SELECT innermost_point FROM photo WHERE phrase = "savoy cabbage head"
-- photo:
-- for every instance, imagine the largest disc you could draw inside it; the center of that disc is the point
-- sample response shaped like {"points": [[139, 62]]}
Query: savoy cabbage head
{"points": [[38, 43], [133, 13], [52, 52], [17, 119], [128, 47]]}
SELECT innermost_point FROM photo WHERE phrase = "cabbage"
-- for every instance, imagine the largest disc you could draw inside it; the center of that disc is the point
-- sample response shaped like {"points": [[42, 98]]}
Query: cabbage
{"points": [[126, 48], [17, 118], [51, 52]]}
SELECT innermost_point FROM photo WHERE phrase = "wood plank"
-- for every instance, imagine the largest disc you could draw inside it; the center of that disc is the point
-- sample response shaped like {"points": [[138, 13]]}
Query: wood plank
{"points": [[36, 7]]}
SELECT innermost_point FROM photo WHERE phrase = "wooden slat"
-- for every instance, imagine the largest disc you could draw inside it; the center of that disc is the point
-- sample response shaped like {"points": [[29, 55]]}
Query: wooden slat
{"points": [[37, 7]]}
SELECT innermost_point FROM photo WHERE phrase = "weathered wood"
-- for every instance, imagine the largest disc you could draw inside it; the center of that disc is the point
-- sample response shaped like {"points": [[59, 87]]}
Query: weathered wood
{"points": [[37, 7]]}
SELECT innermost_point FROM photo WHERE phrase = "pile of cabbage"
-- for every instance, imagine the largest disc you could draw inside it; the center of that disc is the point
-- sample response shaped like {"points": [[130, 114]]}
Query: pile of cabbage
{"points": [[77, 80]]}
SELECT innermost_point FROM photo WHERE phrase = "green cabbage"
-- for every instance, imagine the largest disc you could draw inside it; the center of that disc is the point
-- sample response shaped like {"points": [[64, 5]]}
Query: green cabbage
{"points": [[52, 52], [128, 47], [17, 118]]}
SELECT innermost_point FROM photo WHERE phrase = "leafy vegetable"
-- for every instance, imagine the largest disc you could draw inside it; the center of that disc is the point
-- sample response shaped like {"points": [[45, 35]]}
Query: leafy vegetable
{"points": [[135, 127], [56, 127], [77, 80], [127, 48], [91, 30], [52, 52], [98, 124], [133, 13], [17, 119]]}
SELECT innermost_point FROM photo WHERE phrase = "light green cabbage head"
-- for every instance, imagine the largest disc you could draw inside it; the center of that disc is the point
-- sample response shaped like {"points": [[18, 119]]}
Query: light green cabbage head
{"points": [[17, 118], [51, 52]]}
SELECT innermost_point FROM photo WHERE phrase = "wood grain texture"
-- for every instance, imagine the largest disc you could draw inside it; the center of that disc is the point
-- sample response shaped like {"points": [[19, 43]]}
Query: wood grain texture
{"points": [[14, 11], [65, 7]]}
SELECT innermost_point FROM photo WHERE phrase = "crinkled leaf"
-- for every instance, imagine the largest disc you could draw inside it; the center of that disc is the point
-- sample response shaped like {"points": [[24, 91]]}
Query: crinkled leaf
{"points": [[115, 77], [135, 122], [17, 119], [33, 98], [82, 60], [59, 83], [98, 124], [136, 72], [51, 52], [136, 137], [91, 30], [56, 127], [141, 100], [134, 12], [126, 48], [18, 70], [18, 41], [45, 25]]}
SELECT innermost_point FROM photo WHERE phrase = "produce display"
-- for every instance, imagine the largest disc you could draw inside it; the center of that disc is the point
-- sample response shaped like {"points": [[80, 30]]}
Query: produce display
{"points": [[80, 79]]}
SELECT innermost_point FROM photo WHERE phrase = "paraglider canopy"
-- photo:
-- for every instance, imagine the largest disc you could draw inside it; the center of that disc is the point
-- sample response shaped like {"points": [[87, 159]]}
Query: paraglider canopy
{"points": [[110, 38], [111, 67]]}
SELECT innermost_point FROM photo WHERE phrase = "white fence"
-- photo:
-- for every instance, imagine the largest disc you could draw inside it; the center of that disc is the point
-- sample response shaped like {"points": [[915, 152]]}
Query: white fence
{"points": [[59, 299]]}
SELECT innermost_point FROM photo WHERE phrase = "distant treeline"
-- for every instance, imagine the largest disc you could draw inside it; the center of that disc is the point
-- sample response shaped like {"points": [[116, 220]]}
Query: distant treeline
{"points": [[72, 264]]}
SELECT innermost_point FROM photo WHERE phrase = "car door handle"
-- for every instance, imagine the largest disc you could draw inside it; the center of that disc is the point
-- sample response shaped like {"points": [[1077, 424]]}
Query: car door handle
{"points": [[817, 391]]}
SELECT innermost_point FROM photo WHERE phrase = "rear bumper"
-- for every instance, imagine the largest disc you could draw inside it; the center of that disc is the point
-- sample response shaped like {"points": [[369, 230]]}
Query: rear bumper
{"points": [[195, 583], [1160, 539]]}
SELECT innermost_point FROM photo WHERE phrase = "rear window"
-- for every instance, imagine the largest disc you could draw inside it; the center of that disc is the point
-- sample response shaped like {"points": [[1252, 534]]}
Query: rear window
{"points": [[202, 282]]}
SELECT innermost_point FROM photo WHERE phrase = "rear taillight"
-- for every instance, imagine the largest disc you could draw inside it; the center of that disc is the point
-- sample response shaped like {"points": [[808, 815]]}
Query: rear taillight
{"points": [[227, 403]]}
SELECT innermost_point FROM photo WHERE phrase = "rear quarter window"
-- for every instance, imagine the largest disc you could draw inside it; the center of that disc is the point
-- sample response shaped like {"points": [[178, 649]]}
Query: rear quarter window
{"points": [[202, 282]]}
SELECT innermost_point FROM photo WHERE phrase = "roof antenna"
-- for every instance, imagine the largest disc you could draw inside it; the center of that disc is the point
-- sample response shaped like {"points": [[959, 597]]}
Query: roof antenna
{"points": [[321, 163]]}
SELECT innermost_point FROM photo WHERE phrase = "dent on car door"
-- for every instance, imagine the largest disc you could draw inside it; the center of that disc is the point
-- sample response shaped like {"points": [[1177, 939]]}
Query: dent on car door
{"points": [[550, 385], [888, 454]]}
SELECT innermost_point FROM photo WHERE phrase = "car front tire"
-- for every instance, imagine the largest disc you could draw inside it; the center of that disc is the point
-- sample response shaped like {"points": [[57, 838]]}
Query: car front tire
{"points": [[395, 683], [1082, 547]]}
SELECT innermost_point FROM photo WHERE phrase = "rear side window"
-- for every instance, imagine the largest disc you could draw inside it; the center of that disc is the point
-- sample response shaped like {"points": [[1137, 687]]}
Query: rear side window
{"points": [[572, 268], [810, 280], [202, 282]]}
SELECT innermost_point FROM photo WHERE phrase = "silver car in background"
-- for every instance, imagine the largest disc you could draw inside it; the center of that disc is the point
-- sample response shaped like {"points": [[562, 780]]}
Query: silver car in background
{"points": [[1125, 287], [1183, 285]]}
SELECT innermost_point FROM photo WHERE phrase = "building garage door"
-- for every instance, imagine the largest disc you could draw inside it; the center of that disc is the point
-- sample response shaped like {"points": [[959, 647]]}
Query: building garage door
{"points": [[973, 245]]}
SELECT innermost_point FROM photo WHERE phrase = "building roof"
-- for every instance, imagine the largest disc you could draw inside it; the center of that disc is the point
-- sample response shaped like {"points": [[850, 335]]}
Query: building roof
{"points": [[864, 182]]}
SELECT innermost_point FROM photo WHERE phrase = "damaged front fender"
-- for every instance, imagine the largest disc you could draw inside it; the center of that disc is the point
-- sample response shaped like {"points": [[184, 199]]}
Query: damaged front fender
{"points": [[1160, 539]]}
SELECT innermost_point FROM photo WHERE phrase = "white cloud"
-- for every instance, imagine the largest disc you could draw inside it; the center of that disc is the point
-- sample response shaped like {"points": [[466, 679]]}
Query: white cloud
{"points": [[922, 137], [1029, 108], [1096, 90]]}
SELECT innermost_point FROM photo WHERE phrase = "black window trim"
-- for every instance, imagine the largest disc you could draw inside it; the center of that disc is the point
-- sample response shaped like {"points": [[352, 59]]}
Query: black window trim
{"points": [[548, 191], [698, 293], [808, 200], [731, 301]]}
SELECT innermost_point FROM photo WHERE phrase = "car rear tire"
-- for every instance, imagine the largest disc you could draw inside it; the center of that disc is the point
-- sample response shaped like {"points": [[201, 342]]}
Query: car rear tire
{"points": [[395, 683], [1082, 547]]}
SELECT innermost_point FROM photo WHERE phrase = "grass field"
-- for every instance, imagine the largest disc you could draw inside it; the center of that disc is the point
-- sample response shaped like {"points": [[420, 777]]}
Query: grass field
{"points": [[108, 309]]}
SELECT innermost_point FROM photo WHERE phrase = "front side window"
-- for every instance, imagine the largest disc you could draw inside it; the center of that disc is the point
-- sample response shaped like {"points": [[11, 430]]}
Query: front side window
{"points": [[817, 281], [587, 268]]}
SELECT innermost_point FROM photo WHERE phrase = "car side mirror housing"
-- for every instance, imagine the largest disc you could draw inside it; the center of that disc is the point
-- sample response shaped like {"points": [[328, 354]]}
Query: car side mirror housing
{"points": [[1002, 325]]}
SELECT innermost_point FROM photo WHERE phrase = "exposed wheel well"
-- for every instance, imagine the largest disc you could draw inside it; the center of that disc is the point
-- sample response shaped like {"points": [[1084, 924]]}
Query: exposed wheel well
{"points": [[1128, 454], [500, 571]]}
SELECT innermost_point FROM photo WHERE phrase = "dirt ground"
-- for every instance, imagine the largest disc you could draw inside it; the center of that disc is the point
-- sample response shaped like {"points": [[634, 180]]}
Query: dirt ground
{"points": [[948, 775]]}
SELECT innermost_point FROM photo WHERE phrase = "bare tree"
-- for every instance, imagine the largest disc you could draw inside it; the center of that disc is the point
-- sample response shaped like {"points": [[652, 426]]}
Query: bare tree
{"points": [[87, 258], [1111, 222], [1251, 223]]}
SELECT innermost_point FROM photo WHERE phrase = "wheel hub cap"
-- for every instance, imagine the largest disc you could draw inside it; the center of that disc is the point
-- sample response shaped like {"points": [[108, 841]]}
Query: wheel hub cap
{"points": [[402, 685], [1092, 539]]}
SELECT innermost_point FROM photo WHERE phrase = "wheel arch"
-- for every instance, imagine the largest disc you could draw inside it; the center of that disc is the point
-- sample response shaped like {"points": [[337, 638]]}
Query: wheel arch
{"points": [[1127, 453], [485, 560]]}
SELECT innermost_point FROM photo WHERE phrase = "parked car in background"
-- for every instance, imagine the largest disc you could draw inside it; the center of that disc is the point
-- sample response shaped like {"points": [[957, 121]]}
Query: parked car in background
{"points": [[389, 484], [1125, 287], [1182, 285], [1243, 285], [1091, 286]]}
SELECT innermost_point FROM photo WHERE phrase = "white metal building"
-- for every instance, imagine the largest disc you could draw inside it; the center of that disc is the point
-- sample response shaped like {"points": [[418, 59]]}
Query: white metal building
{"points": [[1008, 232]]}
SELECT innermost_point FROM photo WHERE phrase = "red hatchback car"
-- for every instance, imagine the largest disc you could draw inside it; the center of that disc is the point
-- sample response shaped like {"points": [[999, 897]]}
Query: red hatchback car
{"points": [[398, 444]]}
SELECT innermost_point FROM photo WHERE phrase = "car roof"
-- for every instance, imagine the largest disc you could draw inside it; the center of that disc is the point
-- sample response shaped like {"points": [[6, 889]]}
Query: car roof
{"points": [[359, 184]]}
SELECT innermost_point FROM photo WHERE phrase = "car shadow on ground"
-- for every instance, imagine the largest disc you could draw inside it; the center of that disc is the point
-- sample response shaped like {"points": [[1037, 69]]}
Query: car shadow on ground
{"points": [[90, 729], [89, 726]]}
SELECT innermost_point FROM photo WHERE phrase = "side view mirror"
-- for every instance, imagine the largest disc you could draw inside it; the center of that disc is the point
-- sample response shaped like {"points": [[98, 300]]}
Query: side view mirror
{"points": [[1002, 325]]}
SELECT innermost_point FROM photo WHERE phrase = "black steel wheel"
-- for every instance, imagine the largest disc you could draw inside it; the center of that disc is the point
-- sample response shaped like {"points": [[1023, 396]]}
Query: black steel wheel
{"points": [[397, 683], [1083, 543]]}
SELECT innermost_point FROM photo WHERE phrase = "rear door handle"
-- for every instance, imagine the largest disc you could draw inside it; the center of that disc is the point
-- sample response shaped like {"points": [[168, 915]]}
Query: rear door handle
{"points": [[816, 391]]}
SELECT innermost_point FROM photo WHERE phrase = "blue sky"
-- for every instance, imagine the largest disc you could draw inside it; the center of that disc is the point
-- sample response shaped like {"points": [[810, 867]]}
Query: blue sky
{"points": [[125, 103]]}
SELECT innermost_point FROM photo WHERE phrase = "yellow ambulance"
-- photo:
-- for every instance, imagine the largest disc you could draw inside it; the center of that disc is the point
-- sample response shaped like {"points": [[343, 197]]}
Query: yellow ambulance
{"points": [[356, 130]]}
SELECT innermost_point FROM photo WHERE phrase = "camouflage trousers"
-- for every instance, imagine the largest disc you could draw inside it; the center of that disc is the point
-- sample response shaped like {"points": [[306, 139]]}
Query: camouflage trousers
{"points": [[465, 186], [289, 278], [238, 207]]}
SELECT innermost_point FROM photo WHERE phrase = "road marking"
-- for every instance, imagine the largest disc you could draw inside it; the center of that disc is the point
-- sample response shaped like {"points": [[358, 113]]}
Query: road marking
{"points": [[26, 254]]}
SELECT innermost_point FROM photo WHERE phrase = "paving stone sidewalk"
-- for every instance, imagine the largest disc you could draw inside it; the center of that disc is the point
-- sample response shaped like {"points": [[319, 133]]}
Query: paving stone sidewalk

• • •

= To do =
Please return each line of the listing above that contains the word "white", treating uppercase and lowercase as different.

= Expected answer =
SELECT innermost_point FROM photo WHERE phrase = "white fence"
Query: white fence
SELECT innermost_point FROM photo WHERE phrase = "white cloud"
Query: white cloud
SELECT innermost_point FROM photo WHERE phrase = "white metal building"
Query: white metal building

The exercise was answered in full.